_Your instructions_: Extract each line of the material below that contains the string "panel".
[start Records for the task]
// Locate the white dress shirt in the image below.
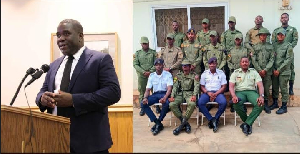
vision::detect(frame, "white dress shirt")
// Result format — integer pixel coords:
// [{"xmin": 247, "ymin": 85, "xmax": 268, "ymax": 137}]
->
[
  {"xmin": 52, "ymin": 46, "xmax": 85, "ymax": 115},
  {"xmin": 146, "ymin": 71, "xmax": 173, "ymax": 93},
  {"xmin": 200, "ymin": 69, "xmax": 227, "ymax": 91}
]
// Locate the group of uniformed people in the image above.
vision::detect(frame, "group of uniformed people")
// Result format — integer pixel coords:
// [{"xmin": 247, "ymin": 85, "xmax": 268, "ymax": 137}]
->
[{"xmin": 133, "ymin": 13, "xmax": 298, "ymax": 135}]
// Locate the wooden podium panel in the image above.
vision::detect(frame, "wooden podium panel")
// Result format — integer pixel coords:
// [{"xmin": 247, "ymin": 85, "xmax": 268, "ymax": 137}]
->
[end Records for the task]
[start Records for the task]
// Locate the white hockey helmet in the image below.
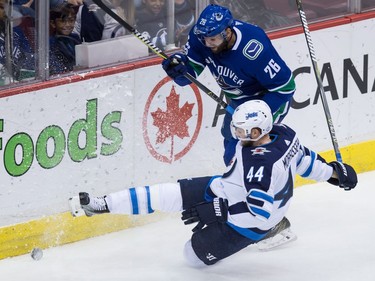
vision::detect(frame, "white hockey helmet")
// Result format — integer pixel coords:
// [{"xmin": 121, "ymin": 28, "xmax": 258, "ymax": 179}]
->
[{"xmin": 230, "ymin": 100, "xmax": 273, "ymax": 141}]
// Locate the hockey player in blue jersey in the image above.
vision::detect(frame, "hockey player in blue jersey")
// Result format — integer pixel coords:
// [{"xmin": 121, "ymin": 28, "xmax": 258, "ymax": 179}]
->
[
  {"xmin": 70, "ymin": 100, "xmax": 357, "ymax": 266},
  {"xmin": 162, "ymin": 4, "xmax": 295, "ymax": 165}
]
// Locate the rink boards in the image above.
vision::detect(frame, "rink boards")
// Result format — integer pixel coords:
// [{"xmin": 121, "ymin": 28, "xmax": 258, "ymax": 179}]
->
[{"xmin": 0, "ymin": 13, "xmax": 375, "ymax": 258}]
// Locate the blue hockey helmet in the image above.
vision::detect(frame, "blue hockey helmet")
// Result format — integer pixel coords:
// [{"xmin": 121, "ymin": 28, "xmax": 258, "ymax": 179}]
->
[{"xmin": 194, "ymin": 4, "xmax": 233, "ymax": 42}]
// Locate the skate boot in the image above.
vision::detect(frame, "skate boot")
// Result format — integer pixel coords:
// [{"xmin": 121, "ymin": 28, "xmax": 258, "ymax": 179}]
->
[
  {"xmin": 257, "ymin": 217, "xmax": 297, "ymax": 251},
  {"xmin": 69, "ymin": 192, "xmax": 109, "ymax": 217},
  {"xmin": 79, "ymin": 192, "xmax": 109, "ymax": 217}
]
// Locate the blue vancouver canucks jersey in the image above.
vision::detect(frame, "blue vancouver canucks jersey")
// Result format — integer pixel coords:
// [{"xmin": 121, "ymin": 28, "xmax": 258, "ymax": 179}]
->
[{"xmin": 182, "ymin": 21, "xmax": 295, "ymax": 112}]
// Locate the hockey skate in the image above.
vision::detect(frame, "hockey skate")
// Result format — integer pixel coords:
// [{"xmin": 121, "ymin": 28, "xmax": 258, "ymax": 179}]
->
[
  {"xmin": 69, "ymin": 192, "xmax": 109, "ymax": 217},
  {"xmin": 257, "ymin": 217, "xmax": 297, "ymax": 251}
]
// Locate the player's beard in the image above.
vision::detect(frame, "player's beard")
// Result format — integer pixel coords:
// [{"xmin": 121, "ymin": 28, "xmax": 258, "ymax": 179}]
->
[end Records for the task]
_Correct answer_:
// Locate the wooden podium panel in the image above.
vision::detect(frame, "wooden podium panel")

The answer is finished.